PROBLEM TO WORK ON:
Give again every line from the one with "Segment every instance of the dry" through the last line of the data, exactly, and leave out the lines before it.

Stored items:
=== Begin Enclosure ===

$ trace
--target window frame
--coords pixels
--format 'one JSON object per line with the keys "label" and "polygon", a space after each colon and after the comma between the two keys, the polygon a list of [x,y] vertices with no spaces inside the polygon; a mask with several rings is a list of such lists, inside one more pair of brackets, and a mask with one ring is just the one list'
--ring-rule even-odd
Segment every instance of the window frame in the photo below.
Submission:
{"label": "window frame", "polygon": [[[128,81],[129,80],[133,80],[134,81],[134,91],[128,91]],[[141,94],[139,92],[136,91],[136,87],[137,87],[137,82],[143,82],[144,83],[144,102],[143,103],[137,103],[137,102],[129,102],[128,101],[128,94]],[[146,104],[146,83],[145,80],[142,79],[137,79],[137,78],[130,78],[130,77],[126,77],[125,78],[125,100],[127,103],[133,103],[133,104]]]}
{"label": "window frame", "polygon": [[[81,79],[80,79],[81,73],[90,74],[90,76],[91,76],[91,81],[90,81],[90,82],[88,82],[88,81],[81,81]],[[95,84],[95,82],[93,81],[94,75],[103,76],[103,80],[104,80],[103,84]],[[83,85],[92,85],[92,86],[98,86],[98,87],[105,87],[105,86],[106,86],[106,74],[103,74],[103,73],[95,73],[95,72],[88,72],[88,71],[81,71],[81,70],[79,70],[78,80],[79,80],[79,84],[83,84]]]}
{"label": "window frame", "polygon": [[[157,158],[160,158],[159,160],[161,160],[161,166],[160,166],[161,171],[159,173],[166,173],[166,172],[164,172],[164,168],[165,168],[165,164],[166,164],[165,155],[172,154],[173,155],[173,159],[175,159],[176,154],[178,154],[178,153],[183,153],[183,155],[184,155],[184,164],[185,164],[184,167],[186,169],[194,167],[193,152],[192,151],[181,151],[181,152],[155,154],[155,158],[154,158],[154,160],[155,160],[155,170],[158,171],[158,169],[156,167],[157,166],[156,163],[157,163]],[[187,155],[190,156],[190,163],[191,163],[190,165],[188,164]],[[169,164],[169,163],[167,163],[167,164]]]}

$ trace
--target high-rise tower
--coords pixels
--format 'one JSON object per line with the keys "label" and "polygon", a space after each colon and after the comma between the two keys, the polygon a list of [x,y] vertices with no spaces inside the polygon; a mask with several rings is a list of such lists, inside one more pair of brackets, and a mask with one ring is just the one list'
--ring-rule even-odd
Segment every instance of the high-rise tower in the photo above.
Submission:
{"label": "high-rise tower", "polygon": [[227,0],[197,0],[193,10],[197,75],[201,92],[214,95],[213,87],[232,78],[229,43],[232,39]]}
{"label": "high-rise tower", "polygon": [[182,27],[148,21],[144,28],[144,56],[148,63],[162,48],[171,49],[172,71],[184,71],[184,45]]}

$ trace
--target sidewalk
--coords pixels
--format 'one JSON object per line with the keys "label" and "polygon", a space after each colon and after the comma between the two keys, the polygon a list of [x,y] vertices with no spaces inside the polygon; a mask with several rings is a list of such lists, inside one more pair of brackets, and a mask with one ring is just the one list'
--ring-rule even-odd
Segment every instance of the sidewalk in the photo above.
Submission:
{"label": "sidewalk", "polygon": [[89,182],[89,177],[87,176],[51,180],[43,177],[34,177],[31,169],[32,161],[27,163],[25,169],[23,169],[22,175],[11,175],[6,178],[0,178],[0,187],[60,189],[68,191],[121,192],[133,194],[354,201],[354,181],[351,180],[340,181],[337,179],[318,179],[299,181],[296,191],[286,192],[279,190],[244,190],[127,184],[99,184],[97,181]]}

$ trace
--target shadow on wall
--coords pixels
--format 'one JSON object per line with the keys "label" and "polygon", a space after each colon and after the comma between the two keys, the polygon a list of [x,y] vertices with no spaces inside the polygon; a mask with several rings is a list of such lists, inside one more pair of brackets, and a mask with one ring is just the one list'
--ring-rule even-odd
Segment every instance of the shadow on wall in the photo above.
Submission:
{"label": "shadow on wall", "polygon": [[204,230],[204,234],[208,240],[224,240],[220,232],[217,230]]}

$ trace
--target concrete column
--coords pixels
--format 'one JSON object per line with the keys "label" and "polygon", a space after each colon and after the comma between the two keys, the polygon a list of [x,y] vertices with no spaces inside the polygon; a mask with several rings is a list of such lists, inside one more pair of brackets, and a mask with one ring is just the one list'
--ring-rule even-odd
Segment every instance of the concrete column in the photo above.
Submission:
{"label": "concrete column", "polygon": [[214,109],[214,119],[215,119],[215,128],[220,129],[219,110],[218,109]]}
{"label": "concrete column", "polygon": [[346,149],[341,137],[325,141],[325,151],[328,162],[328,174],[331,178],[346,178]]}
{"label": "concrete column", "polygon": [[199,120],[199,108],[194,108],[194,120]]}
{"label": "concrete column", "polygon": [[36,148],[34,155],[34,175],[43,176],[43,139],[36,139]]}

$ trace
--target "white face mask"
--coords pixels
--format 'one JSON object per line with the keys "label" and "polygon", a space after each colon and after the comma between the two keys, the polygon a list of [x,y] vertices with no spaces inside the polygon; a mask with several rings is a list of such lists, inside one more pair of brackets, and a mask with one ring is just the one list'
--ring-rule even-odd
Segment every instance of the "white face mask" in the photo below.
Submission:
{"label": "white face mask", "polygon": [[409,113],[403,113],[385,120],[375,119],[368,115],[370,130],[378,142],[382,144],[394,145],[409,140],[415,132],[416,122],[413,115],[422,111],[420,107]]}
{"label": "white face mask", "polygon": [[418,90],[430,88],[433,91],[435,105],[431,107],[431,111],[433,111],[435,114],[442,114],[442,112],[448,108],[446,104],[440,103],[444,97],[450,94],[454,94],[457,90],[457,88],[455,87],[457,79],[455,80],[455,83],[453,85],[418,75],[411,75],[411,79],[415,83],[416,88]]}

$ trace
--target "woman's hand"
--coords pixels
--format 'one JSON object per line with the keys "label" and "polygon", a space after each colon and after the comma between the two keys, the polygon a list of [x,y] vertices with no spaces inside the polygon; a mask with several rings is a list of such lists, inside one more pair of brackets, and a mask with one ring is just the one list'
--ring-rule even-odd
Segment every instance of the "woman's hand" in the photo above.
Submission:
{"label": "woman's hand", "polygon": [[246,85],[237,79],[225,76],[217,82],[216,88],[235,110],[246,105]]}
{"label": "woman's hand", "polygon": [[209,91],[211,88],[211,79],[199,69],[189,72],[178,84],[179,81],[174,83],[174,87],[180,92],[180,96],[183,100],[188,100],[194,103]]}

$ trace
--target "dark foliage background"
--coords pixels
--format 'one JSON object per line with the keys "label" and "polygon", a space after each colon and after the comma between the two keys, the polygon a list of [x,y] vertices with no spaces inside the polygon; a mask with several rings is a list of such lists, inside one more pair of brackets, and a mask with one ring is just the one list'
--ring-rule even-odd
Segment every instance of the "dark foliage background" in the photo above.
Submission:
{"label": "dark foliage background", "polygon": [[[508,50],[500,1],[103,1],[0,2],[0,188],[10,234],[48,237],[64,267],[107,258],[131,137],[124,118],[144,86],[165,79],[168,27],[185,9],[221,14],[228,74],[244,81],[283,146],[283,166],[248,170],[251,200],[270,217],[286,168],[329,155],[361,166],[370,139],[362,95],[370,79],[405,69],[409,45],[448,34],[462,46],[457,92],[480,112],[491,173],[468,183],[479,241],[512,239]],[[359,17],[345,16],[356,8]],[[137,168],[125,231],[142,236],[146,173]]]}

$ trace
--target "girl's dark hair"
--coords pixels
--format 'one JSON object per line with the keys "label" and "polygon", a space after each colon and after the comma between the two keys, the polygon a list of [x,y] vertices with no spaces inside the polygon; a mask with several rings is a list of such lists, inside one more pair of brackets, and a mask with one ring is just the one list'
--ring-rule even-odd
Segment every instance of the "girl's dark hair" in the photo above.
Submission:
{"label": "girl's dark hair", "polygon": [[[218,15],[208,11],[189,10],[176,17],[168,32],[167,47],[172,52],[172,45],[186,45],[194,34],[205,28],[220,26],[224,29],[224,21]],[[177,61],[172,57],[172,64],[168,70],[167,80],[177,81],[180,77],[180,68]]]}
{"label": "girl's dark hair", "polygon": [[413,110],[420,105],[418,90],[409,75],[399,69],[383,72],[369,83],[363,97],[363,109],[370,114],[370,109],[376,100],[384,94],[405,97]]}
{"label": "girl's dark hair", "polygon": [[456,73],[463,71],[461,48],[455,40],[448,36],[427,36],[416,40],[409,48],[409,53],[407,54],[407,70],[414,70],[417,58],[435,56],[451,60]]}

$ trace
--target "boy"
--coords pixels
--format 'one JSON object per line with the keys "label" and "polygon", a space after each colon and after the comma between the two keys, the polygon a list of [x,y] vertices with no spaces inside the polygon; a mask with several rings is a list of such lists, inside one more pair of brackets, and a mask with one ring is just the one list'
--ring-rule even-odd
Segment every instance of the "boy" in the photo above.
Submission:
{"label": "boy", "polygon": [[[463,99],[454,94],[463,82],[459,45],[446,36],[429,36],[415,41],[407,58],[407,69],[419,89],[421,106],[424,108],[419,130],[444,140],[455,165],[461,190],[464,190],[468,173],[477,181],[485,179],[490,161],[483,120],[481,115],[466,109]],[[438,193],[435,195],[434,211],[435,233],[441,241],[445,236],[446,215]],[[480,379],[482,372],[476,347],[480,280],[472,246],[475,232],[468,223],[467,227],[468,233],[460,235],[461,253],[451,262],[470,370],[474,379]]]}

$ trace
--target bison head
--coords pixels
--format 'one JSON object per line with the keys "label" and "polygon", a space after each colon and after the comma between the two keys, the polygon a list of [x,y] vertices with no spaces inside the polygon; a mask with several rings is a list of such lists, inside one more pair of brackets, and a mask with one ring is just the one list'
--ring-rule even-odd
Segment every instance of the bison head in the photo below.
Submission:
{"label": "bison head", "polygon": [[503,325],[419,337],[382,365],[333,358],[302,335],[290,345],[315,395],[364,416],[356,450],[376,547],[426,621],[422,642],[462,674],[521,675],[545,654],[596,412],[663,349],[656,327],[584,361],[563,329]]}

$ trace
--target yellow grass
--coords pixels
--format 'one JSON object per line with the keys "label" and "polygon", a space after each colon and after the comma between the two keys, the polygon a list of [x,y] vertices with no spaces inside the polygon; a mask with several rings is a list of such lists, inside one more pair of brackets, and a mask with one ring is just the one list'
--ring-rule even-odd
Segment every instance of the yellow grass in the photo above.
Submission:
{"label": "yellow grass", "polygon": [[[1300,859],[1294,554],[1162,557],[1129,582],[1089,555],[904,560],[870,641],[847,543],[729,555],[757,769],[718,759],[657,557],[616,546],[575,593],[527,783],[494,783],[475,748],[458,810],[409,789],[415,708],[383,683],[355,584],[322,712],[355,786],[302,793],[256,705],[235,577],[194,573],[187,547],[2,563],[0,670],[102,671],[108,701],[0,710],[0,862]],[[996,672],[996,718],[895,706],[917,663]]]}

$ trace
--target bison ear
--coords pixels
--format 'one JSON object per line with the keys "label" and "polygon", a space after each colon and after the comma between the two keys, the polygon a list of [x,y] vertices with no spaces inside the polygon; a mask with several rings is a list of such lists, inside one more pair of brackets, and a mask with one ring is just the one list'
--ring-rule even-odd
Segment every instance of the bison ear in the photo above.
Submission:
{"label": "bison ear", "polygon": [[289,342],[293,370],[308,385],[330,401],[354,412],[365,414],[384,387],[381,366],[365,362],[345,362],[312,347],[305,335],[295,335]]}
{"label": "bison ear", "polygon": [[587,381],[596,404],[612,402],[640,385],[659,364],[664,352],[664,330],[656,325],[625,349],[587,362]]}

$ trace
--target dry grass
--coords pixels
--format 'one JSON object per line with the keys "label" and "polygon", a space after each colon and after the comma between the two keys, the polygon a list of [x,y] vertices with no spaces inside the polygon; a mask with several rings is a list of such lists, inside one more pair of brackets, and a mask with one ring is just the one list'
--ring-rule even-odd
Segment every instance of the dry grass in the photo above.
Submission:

=== End Enclosure ===

ANSWER BOX:
Segment every instance of the dry grass in the photo above.
Submission:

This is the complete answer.